===== Extracted text =====

Macon City Council is considering new regulations on “coin-operated amusement machines” -- primarily video poker -- in an attempt to curb illegal gambling.
Councilman Virgil Watkins sponsored an ordinance that passed the council’s Appropriations Committee in a 3-1 vote Wednesday. Councilwoman Elaine Lucas voted against it, and Councilman Henry Ficklin was absent.
Until this year the state prohibited cities from regulating the machines, but a new law allows some limited standards, Watkins said. The Georgia Municipal Association has written a model ordinance to comply with those, he said.
“This is pretty much the recommended ordinance to address it,” Watkins said.
The ordinance says a business can have no more than nine Class B game machines, and those must be in plain view of all customers, not hidden in a back room. Owners would be required to report their earnings monthly to the city’s business license office, and the machines’ earnings couldn’t be more than half of the business’ total income.
Businesses with such machines couldn’t be within 100 yards of a church, alcohol-treatment center or Macon Housing Authority property, or 200 yards of a school. Owners would have to post signs warning that it’s illegal for machines to pay out money, or promise any item worth more than $5.
Violators could have their alcohol or business licenses revoked. That’s a substantial change, said Assistant City Attorney Stuart Morelli. Currently, machine owners would have to be caught allowing gambling three times within a 30-day period to face a serious penalty, he said. The new ordinance would allow license revocation for one instance, Morelli said.
“Just to clarify, what constitutes a Class B machine?” Chairman Tom Ellington asked.
There’s a complicated legal definition, but essentially it’s aimed at video poker machines that allow players to carry over “points” from game to game, Morelli said.

===== Listed records =====

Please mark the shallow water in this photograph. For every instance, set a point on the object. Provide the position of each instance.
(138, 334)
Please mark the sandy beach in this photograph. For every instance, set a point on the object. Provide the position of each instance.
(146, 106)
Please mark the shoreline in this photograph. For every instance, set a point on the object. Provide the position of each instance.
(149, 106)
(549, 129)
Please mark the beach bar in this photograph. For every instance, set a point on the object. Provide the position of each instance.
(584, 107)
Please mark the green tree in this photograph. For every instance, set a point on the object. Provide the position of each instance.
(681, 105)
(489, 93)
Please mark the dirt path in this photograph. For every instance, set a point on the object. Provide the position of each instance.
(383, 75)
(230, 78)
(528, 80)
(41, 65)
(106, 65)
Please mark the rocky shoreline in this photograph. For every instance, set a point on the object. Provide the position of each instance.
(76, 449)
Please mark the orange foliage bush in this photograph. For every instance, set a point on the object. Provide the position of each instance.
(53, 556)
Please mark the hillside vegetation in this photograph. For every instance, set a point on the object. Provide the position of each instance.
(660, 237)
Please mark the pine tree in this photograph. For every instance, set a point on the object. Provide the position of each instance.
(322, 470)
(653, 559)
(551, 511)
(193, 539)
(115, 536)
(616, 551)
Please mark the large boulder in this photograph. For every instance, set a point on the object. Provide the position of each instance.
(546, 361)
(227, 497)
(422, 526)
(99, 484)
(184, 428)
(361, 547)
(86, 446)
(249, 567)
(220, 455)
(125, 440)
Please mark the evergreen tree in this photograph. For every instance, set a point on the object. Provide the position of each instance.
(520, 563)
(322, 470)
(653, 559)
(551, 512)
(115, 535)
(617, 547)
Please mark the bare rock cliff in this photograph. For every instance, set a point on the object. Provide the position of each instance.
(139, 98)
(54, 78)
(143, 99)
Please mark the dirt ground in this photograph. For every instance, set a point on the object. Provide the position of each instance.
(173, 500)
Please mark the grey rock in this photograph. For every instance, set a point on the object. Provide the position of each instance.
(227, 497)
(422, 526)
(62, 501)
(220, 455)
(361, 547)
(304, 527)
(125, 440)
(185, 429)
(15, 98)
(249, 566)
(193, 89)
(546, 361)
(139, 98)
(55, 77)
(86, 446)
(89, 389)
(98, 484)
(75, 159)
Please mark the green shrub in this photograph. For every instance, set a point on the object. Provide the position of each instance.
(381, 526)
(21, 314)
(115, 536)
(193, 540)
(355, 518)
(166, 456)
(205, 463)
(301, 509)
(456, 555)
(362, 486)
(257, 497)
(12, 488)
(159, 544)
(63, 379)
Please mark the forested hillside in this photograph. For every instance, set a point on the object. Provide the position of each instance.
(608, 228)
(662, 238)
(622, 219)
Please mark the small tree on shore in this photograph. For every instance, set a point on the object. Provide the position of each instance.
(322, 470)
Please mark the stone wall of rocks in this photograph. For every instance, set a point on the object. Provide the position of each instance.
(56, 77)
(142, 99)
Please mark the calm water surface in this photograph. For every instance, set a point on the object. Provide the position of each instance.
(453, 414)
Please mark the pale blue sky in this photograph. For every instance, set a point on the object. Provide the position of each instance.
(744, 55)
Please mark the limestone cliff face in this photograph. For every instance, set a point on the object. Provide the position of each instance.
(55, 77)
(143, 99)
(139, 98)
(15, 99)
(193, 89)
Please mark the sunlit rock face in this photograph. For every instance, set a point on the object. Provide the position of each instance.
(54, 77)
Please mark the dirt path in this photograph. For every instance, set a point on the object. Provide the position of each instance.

=====

* Brief 1 *
List every kind of place that, under the ordinance article, a business with such machines couldn't be located near.
* Brief 2 *
Print everything in the ordinance article from "Businesses with such" down to "Tom Ellington asked.".
The items have nothing to do with the ordinance article.

* Answer box 1 *
- A church
- An alcohol-treatment center
- Macon Housing Authority property
- A school

* Answer box 2 *
Businesses with such machines couldn’t be within 100 yards of a church, alcohol-treatment center or Macon Housing Authority property, or 200 yards of a school. Owners would have to post signs warning that it’s illegal for machines to pay out money, or promise any item worth more than $5.
Violators could have their alcohol or business licenses revoked. That’s a substantial change, said Assistant City Attorney Stuart Morelli. Currently, machine owners would have to be caught allowing gambling three times within a 30-day period to face a serious penalty, he said. The new ordinance would allow license revocation for one instance, Morelli said.
“Just to clarify, what constitutes a Class B machine?” Chairman Tom Ellington asked.